▶ YOUR GOAL: In the records below, locate every line containing the string "stock" and copy each of those lines. Case counts.

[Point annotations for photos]
----------
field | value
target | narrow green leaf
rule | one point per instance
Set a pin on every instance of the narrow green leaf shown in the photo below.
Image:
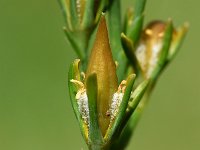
(177, 41)
(66, 13)
(135, 99)
(95, 136)
(75, 40)
(130, 53)
(135, 29)
(73, 15)
(88, 17)
(164, 51)
(139, 7)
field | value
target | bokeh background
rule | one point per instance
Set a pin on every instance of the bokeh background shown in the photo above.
(35, 111)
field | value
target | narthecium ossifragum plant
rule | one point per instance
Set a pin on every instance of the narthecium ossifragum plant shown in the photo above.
(117, 68)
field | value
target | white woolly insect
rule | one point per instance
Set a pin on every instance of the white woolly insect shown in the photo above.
(82, 101)
(116, 100)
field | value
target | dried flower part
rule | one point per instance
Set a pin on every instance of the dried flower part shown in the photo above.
(101, 63)
(150, 47)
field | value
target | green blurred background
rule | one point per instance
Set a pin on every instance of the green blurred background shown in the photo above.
(35, 111)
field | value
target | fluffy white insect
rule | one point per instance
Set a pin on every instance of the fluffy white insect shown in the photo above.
(117, 99)
(82, 101)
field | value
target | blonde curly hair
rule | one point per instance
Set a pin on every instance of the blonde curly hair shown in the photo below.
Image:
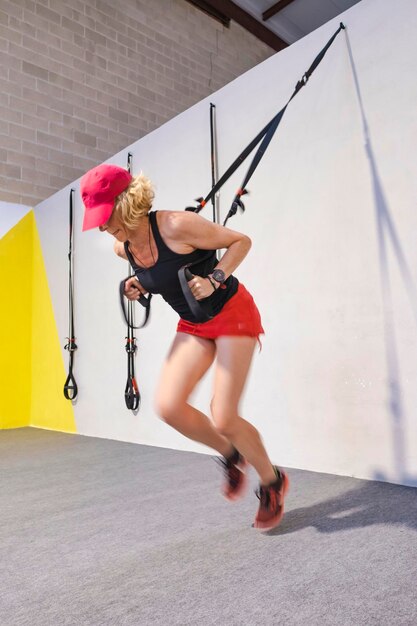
(135, 201)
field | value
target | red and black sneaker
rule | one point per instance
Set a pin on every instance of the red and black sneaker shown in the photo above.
(235, 477)
(271, 505)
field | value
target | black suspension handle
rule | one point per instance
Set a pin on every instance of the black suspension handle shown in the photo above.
(142, 299)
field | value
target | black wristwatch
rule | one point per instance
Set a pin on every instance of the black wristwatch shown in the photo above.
(219, 276)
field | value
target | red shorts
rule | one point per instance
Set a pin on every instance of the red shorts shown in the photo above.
(239, 316)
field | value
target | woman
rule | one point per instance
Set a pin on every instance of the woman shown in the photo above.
(158, 244)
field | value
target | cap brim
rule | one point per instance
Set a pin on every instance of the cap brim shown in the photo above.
(93, 218)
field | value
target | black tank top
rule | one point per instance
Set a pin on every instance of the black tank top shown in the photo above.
(162, 278)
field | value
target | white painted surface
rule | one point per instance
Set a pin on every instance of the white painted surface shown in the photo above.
(334, 388)
(10, 215)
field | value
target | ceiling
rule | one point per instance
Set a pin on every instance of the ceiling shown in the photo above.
(277, 23)
(298, 18)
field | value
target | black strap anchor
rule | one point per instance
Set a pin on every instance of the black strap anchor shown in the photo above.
(265, 137)
(70, 385)
(132, 394)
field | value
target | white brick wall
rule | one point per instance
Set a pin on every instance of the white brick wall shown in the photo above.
(81, 80)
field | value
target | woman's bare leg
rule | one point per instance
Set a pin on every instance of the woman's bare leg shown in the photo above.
(234, 356)
(187, 362)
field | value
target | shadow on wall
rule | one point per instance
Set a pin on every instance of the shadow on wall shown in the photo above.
(373, 503)
(387, 233)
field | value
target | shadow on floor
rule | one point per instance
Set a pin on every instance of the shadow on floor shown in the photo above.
(372, 503)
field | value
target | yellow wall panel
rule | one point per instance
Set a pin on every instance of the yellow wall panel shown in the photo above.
(49, 407)
(16, 264)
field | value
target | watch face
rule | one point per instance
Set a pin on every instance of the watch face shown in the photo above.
(219, 276)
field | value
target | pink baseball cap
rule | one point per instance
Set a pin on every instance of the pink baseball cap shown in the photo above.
(99, 188)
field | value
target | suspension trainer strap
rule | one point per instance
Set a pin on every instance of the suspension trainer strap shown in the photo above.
(132, 394)
(213, 152)
(70, 385)
(265, 136)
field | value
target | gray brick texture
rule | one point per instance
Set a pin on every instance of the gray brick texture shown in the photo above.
(81, 80)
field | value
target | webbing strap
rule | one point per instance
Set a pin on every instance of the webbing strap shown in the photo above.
(131, 393)
(70, 385)
(266, 135)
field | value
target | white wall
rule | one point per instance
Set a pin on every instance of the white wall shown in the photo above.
(10, 215)
(334, 388)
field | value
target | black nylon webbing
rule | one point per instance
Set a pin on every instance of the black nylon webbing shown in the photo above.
(131, 393)
(266, 135)
(70, 385)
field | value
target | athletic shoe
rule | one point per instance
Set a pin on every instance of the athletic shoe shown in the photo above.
(271, 505)
(235, 477)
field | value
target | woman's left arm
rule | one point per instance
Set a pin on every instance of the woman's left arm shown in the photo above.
(197, 232)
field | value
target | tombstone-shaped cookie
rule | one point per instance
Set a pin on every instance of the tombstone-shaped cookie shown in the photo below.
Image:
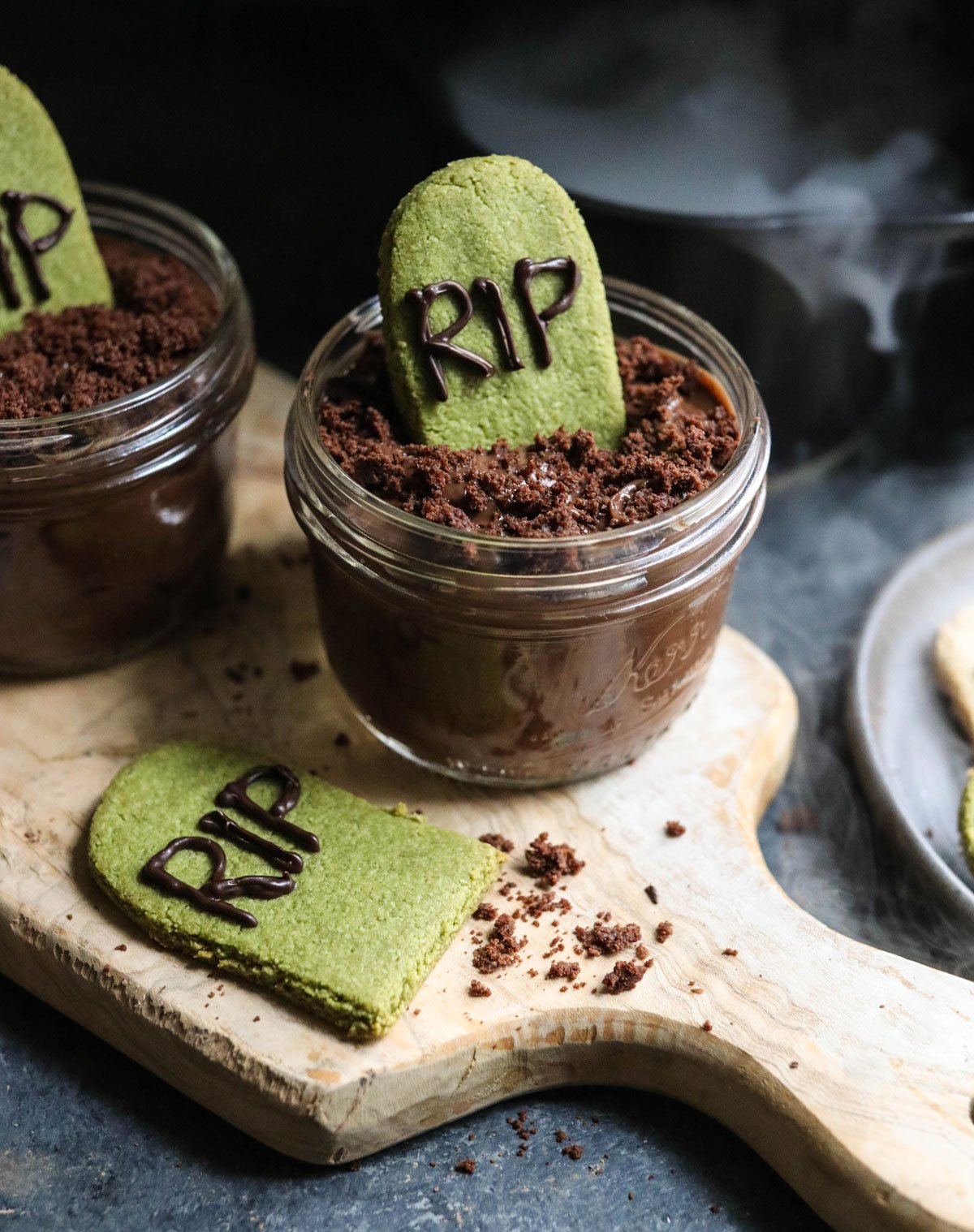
(295, 885)
(48, 255)
(494, 309)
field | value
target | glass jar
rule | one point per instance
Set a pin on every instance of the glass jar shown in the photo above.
(524, 661)
(114, 520)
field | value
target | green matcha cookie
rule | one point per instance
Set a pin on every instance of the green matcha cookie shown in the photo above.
(966, 821)
(368, 915)
(48, 255)
(494, 311)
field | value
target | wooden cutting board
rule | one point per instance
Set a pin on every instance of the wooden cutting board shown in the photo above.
(849, 1070)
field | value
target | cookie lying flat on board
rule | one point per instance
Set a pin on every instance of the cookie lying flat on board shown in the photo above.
(298, 886)
(48, 255)
(953, 659)
(966, 821)
(494, 312)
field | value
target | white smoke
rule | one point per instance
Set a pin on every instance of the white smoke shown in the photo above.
(718, 111)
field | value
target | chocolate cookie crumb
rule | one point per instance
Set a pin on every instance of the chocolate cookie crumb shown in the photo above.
(623, 977)
(502, 948)
(607, 937)
(550, 861)
(499, 842)
(84, 356)
(303, 670)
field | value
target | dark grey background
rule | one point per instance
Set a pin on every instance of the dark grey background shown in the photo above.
(293, 128)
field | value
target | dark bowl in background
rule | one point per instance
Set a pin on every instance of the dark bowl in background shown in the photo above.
(825, 387)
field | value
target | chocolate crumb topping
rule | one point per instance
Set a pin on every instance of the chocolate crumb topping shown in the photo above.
(550, 861)
(680, 435)
(81, 357)
(623, 977)
(563, 970)
(499, 842)
(604, 937)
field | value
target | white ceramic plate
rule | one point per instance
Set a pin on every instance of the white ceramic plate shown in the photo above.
(910, 753)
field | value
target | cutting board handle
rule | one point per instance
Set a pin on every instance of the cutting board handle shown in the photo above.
(851, 1070)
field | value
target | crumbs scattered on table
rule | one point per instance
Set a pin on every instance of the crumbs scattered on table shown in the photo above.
(502, 948)
(499, 842)
(550, 861)
(623, 977)
(604, 937)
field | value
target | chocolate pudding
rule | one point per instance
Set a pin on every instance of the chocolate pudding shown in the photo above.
(528, 615)
(114, 520)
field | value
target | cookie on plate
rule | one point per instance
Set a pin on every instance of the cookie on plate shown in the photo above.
(953, 659)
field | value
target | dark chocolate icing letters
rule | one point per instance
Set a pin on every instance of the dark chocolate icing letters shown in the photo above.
(525, 273)
(212, 894)
(436, 345)
(16, 202)
(235, 795)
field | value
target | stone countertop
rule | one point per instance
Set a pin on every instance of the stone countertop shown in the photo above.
(88, 1139)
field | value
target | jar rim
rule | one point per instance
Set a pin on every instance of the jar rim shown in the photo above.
(745, 470)
(36, 430)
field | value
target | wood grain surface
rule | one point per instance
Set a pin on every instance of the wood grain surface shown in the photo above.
(849, 1070)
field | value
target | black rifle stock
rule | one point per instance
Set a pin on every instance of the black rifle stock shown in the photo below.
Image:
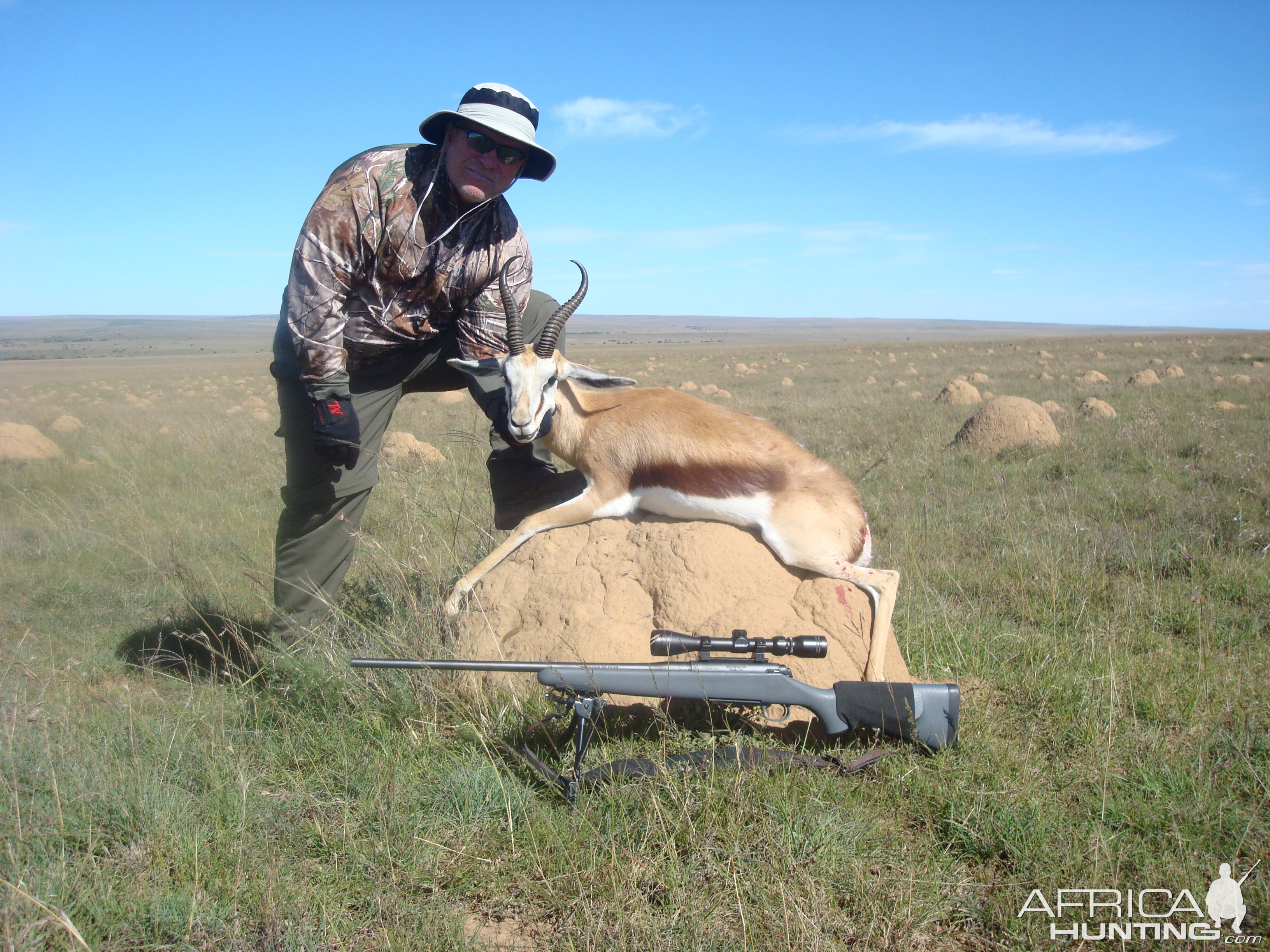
(926, 714)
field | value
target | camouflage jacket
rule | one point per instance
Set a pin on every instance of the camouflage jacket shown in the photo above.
(365, 282)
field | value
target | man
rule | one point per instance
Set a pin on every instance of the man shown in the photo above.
(395, 272)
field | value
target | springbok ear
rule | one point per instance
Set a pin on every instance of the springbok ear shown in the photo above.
(486, 367)
(596, 380)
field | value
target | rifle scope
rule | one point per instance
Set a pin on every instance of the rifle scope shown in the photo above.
(671, 643)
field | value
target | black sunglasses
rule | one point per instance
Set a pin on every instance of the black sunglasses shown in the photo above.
(482, 144)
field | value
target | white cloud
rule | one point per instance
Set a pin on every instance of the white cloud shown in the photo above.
(619, 119)
(1005, 134)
----------
▶ RESULT OF THE EXERCISE:
target | black rifle stock
Set a pin on every instance of the black rifle stock shown in the photo below.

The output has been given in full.